What you need to do: Please recast the records below as a Markdown table with the columns Row and Line. Begin at the line that contains "Grounding task — in the screenshot above, find the pointed" and continue through the end of the records, numbering each line and leaving out blank lines.

=== Data to use ===

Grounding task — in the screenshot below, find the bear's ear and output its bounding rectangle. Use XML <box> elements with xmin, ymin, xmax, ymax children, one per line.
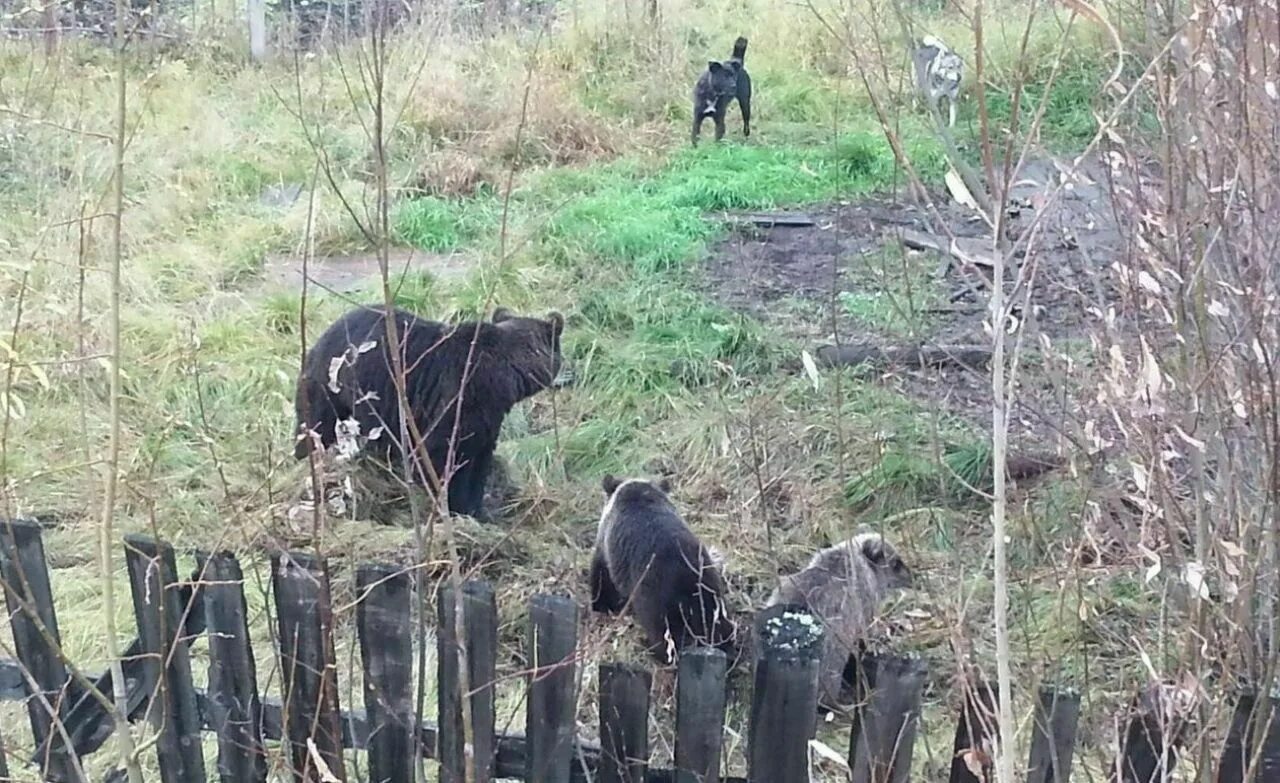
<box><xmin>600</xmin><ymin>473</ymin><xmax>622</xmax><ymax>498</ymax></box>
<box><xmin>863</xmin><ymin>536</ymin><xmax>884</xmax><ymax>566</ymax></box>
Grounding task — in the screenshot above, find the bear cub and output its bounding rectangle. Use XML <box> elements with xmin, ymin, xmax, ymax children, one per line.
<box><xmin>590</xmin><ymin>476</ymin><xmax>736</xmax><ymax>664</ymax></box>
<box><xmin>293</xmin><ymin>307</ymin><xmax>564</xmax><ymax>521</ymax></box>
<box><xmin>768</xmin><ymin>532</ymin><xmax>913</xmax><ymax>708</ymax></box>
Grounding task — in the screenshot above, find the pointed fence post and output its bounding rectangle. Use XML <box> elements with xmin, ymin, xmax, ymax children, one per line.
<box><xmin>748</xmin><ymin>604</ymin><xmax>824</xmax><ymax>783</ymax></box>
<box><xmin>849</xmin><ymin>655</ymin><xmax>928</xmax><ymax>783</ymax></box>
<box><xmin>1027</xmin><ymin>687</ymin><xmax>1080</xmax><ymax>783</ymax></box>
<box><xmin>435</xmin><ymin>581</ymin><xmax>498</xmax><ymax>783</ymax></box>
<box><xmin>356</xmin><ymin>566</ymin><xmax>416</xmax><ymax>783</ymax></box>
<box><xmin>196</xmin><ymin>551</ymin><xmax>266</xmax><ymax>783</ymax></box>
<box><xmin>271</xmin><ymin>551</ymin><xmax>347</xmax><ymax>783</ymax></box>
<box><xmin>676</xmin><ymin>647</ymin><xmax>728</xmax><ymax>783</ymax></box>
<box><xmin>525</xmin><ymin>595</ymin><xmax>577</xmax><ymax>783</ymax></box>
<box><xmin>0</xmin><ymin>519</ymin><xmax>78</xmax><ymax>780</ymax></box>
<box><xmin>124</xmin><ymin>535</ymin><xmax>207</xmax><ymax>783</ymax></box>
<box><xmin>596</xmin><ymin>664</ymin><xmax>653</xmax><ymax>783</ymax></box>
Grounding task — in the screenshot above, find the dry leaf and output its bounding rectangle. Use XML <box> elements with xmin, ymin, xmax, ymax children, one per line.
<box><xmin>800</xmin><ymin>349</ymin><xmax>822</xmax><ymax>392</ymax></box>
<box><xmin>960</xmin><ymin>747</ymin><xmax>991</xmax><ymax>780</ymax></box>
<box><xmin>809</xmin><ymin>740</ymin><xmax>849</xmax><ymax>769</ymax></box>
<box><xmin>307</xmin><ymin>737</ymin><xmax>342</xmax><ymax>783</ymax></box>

===

Task answer:
| Row | Line |
|---|---|
| 1 | Grounding task — in the screenshot above, find the pointed fence post and output its bounding rectangle. Use XML <box> elements with xmin, ymin, xmax, ymax children, one per line. |
| 2 | <box><xmin>748</xmin><ymin>604</ymin><xmax>824</xmax><ymax>783</ymax></box> |
| 3 | <box><xmin>849</xmin><ymin>655</ymin><xmax>928</xmax><ymax>783</ymax></box> |
| 4 | <box><xmin>1027</xmin><ymin>687</ymin><xmax>1080</xmax><ymax>783</ymax></box> |
| 5 | <box><xmin>435</xmin><ymin>581</ymin><xmax>498</xmax><ymax>783</ymax></box> |
| 6 | <box><xmin>356</xmin><ymin>566</ymin><xmax>416</xmax><ymax>783</ymax></box> |
| 7 | <box><xmin>196</xmin><ymin>551</ymin><xmax>266</xmax><ymax>783</ymax></box> |
| 8 | <box><xmin>271</xmin><ymin>551</ymin><xmax>347</xmax><ymax>783</ymax></box> |
| 9 | <box><xmin>676</xmin><ymin>647</ymin><xmax>728</xmax><ymax>783</ymax></box> |
| 10 | <box><xmin>525</xmin><ymin>595</ymin><xmax>577</xmax><ymax>783</ymax></box> |
| 11 | <box><xmin>0</xmin><ymin>519</ymin><xmax>78</xmax><ymax>780</ymax></box> |
| 12 | <box><xmin>124</xmin><ymin>535</ymin><xmax>207</xmax><ymax>783</ymax></box> |
| 13 | <box><xmin>596</xmin><ymin>664</ymin><xmax>653</xmax><ymax>783</ymax></box> |
| 14 | Grounding task — in the screenshot above, find the dry leaf and output its bounding rectangle. Use XML <box> elements with xmin, ymin, xmax, ymax children, one per line. |
| 15 | <box><xmin>800</xmin><ymin>349</ymin><xmax>822</xmax><ymax>392</ymax></box> |
| 16 | <box><xmin>960</xmin><ymin>747</ymin><xmax>991</xmax><ymax>780</ymax></box> |
| 17 | <box><xmin>809</xmin><ymin>740</ymin><xmax>849</xmax><ymax>769</ymax></box> |
| 18 | <box><xmin>307</xmin><ymin>737</ymin><xmax>342</xmax><ymax>783</ymax></box> |